▶ GIVEN REQUEST:
Transcribe every line exactly and omit anything that is a picture.

------------------------------------------------------------------------

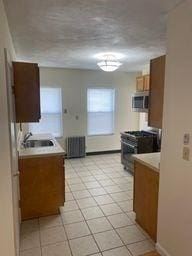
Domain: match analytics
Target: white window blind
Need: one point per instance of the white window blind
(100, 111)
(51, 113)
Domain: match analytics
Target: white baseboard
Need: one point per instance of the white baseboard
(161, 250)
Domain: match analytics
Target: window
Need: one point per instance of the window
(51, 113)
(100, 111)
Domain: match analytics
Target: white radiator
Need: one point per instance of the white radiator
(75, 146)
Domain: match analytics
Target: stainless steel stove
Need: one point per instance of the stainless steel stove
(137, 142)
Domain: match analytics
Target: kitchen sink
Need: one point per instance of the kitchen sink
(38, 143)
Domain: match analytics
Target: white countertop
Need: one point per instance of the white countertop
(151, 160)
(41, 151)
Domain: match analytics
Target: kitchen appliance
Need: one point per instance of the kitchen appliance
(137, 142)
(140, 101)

------------------------------------------------------------------------

▶ FINISHED TASK:
Domain: match analytics
Target: white window blind
Need: one point per instance of the white window blind
(100, 111)
(51, 113)
Domain: match analytics
Target: white baseboard
Need: one point per instance of the white baseboard
(161, 250)
Domain: match analytics
Target: window
Need: one point per instance of the window
(51, 113)
(100, 111)
Domain: match analytics
Target: white radiator
Need: one point per instance of the white radiator
(75, 146)
Domain: match analytics
Target: stainless steel stove
Need: one point per instance of the stainless steel stove
(137, 142)
Domain: match analytics
Target: kitchen sink
Need: one point per instance of the kitchen sink
(38, 143)
Domain: match analytics
Target: white countertop
Need: one point per instance of the white countertop
(151, 160)
(41, 151)
Domain: match analytics
Target: kitchen appliance
Need: one point per instance of the kitchen appliance
(137, 142)
(140, 101)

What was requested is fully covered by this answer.